▶ _Testo di partenza_:
L’ascesa di Frederiksen a livello internazionale: il sostegno all’Ucraina
Convinta sostenitrice dell’Ucraina, nel corso del 2022 Frederiksen è salita alla ribalta sulla scena internazionale guadagnandosi il rispetto per gli sforzi volti a rafforzare l’unità occidentale di fronte all’invasione russa. Questo ha fatto sì che, all’avvicinarsi della scadenza del mandato del norvegese Stoltenberg, quello della premier danese sia diventato un nome forte per la sua successione. «Potrei passare molto tempo a dire cose positive su Mette Frederiksen. È uno dei capi di Stato più abili d’Europa», ha detto la scorsa settimana il primo ministro norvegese Jonas Gahr Store, quando gli è stato chiesto di Frederiksen come potenziale candidata per la posizione della Nato. «C’è grande rispetto per il lavoro che ha svolto come prima ministra e per la persona che è».

Da quando è scoppiata la guerra, Frederiksen ha visitato tre volte l’Ucraina. E Copenaghen ha fornito significativi aiuti finanziari e militari a Kyiv, nonostante la Difesa danese non sia tra le più dotate d’Europa: il Paese ha assunto un ruolo guida nell’addestramento dei piloti ucraini, rendendosi inoltre disponibile alla fornitura di aerei da combattimento F-16. Quando a settembre c’è stato il sabotaggio del Nord Stream in acque danesi, Frederiksen è riuscita a mettere d’accordo destra e sinistra, chiamando all’unità politica in un momento di incertezza nazionale e internazionale.

▶ _Compito A_: Secondo il testo su Frederiksen, quante volte la premier danese ha visitato l'Ucraina da quando è scoppiata la guerra?
▶ _Compito B_: Trascrivi senza alcuna modifica il passo del testo su Frederiksen che comincia con "Da quando è" e prosegue fino a "nazionale e internazionale.".
▶ _Compito C_: Riassumi il testo su Frederiksen in due frasi.
Le voci costituiscono materiale separato dal testo su Frederiksen.

▶ _Materiale fornito_:

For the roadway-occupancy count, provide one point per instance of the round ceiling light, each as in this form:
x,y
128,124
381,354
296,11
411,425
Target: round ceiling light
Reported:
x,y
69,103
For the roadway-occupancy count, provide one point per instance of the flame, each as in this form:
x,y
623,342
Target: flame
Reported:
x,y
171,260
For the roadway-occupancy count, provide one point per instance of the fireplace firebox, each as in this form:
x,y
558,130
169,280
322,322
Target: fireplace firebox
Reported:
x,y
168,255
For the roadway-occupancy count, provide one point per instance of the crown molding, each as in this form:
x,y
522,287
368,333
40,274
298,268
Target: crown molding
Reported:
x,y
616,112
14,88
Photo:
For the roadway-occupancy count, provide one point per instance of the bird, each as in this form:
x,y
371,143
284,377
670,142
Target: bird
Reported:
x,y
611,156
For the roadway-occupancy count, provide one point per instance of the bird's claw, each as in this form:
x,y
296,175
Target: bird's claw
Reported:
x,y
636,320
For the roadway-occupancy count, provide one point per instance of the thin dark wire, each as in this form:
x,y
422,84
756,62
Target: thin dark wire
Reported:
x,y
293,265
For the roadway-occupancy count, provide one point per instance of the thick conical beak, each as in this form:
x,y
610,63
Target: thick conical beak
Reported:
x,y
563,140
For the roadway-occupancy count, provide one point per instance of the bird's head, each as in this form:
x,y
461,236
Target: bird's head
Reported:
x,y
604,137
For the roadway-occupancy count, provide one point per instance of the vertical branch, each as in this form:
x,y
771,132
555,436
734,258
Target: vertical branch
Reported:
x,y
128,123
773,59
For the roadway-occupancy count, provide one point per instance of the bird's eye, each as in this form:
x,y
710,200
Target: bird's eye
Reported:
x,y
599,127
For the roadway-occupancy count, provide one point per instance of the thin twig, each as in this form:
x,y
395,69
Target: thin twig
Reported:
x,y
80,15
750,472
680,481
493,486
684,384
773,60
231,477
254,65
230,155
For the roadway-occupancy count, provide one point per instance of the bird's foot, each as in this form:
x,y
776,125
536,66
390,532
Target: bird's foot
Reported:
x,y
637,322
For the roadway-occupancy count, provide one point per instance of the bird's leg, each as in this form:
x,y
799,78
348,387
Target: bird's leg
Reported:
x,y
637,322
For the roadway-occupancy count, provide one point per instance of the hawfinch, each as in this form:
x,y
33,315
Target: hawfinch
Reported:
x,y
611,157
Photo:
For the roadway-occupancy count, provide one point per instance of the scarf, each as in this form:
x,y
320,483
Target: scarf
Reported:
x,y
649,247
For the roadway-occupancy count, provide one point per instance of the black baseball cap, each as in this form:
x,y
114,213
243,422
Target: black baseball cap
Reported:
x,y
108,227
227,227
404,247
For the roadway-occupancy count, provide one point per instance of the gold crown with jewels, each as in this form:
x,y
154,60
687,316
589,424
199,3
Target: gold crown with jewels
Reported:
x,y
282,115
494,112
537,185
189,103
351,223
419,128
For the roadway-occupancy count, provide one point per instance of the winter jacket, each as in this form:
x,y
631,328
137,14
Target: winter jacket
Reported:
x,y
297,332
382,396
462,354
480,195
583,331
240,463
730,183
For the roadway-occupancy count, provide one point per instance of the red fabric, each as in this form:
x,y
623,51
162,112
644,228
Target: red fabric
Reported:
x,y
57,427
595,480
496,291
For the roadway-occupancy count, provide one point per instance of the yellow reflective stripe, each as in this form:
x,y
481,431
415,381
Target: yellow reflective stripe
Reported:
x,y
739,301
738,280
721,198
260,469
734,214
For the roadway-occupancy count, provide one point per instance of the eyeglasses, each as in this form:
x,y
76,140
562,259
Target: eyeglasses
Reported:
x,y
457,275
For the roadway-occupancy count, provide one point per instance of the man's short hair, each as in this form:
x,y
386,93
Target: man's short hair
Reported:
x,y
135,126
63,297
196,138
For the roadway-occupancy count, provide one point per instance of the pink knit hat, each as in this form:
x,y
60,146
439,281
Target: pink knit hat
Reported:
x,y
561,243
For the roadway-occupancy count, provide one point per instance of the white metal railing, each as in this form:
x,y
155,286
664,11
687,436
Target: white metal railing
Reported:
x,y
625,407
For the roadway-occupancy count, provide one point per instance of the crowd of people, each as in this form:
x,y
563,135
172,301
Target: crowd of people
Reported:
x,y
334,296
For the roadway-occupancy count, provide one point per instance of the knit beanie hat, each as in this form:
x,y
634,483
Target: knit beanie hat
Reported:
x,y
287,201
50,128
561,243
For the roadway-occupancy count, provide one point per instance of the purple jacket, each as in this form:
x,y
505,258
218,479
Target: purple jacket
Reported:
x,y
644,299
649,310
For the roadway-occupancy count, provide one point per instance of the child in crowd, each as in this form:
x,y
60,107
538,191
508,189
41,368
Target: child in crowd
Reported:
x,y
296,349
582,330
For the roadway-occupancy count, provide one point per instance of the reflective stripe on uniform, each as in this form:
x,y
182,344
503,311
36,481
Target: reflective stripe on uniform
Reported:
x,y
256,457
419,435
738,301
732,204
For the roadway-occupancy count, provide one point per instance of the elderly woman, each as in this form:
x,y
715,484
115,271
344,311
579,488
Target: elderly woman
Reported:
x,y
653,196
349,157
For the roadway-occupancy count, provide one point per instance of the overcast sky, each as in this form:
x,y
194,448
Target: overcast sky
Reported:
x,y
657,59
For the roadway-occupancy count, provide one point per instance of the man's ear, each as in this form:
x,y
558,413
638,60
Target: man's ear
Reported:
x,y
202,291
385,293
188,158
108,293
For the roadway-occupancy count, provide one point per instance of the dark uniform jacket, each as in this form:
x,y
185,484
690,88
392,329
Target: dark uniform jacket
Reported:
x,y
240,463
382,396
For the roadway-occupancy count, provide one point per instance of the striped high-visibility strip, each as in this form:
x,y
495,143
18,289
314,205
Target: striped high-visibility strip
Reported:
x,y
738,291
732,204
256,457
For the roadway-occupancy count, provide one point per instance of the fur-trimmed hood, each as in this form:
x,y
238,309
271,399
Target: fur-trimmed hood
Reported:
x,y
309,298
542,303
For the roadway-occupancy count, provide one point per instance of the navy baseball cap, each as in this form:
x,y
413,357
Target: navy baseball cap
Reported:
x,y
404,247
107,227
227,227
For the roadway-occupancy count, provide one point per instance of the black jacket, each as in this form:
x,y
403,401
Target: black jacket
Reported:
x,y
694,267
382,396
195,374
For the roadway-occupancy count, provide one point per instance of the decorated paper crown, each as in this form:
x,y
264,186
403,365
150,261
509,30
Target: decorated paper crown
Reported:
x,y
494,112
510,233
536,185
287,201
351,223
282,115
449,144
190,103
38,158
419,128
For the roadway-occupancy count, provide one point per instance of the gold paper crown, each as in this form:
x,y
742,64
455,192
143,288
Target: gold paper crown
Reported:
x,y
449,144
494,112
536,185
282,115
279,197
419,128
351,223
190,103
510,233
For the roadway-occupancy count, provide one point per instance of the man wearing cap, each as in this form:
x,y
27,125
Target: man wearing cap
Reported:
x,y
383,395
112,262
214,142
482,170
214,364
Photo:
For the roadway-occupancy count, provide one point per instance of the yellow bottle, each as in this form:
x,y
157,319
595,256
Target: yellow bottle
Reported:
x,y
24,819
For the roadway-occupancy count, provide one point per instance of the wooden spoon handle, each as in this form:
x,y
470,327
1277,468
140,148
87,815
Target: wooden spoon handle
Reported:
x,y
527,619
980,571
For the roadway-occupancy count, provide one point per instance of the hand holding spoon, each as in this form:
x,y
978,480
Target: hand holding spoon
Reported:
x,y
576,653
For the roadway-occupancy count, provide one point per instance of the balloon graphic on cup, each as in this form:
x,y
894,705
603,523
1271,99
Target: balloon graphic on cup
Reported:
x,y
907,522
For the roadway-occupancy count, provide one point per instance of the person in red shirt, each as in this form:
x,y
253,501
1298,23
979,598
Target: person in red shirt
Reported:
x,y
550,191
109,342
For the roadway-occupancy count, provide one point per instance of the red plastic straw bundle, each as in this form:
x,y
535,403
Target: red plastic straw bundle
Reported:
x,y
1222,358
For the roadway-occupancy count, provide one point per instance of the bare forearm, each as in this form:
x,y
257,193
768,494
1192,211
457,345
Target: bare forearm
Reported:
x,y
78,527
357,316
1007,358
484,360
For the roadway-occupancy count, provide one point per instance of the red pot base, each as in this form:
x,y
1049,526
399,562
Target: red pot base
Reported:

▶ _Risultato A_: Tre volte.

▶ _Risultato B_:
Da quando è scoppiata la guerra, Frederiksen ha visitato tre volte l’Ucraina. E Copenaghen ha fornito significativi aiuti finanziari e militari a Kyiv, nonostante la Difesa danese non sia tra le più dotate d’Europa: il Paese ha assunto un ruolo guida nell’addestramento dei piloti ucraini, rendendosi inoltre disponibile alla fornitura di aerei da combattimento F-16. Quando a settembre c’è stato il sabotaggio del Nord Stream in acque danesi, Frederiksen è riuscita a mettere d’accordo destra e sinistra, chiamando all’unità politica in un momento di incertezza nazionale e internazionale.

▶ _Risultato C_: Nel 2022 Frederiksen, convinta sostenitrice dell'Ucraina, si è guadagnata il rispetto internazionale per gli sforzi volti a rafforzare l'unità occidentale di fronte all'invasione russa. È così diventata un nome forte per la successione a Stoltenberg alla Nato, anche perché ha visitato tre volte l'Ucraina, ha guidato un Paese che ha dato significativi aiuti finanziari e militari a Kyiv e, dopo il sabotaggio del Nord Stream, ha saputo mettere d'accordo destra e sinistra.